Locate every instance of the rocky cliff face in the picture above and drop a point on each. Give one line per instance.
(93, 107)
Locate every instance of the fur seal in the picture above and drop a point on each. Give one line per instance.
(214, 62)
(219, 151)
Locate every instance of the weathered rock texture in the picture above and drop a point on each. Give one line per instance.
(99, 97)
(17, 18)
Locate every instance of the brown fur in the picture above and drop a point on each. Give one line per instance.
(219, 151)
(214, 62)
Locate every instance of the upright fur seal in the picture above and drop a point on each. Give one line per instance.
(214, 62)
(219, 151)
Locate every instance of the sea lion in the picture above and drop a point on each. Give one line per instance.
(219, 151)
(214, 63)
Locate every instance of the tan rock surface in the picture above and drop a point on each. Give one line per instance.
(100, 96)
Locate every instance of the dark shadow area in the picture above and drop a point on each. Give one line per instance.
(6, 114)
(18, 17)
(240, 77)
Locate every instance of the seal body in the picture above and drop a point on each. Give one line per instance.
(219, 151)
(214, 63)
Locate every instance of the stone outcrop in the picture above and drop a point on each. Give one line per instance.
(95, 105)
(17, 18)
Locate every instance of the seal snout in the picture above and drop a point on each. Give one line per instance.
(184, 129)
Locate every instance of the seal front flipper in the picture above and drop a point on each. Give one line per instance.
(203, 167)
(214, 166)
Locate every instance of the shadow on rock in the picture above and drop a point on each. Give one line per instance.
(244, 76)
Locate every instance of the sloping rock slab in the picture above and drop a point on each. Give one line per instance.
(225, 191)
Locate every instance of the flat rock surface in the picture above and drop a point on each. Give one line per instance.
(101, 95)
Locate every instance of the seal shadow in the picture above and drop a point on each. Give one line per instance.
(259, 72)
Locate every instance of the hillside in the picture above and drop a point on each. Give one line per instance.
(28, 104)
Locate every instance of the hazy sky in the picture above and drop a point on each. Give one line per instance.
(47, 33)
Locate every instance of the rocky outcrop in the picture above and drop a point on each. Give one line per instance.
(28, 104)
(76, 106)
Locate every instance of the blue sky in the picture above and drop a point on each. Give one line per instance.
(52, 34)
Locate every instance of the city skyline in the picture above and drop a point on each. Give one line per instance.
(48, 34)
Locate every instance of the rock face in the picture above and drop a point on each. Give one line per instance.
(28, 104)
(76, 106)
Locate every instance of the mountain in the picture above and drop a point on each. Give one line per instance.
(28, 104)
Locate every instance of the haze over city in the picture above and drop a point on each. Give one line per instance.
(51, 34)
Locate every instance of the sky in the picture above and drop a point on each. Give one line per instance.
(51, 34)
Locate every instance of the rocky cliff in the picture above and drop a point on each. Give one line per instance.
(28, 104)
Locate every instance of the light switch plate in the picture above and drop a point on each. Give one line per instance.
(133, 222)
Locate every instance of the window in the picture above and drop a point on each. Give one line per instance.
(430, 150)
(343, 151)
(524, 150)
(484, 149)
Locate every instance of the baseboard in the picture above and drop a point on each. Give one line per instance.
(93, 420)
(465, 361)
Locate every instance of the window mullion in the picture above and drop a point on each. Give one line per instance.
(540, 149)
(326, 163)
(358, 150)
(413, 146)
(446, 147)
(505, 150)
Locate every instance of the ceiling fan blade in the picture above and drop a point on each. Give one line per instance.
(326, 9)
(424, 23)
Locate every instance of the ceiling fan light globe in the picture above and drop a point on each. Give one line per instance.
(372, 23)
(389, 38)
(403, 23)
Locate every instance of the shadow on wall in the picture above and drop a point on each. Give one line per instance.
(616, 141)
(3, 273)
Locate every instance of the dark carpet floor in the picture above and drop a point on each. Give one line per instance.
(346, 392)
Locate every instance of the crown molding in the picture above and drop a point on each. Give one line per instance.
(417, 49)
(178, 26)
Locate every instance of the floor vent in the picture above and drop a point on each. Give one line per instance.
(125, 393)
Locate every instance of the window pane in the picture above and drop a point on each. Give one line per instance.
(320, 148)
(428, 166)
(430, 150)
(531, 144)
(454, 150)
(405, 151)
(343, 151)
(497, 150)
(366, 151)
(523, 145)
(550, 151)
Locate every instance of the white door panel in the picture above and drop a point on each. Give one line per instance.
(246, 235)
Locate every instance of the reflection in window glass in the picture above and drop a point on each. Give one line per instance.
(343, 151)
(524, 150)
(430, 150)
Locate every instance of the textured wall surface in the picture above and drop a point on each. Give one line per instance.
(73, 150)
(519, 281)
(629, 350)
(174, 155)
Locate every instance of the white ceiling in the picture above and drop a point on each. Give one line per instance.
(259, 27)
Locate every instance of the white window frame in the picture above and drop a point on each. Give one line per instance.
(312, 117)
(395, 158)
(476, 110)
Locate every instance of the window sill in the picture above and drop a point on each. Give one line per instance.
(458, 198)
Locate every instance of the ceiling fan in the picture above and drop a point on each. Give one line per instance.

▸ **WHAT YOU HAVE TO DO**
Shift every point in the records by adding 120 to both of its coordinates. Copy out all the lines in the stretch from the line containing "Locate every instance of the shadow on wall" through the end of the records, the wording included, and change only the point coordinates.

▸ **ANSWER FOR THE TASK**
Locate every instance of the shadow on wall in the picture above and drop a point on each. Give one line per instance.
(736, 261)
(123, 393)
Locate every instance of the dark carpet floor in the picture above and drop a point on each. Give one line per instance.
(466, 512)
Locate every instance of the crown molding in the picture above and drop a point on each. Give one line per instance.
(537, 169)
(298, 146)
Locate every instance of the floor vent in the picture above and drop a point on each. Give one line per instance.
(245, 513)
Locate every instance of the window pane in the picture above and drop a point on each. Give one line per instance.
(440, 268)
(548, 286)
(550, 270)
(651, 264)
(574, 270)
(525, 271)
(463, 271)
(617, 270)
(486, 271)
(643, 265)
(670, 271)
Locate every instance of the white door panel in the picture above and drop a point on each. Give one line per instance.
(366, 355)
Locate every instance of the reflection in window glass in the picture above and drop a point on each. Give one line per instance.
(463, 271)
(644, 270)
(550, 270)
Locate every instance of the textured wall surface in the picture above and drop a point on each. Give one line per instance.
(193, 270)
(639, 401)
(749, 470)
(294, 275)
Locate every instance of the white ceiling in the picture above and drop a point on each. Give one line per instance.
(379, 147)
Locate every instance of the white window frame in the picture above and drop a point on each. Give one line per instance.
(432, 237)
(515, 278)
(596, 230)
Locate every instance of the window sill in the picture above and drop a point on each. Give one line per instance.
(578, 318)
Locate every instance of the ceiling fan in the picture above and drop a point on each. Give one line per instance.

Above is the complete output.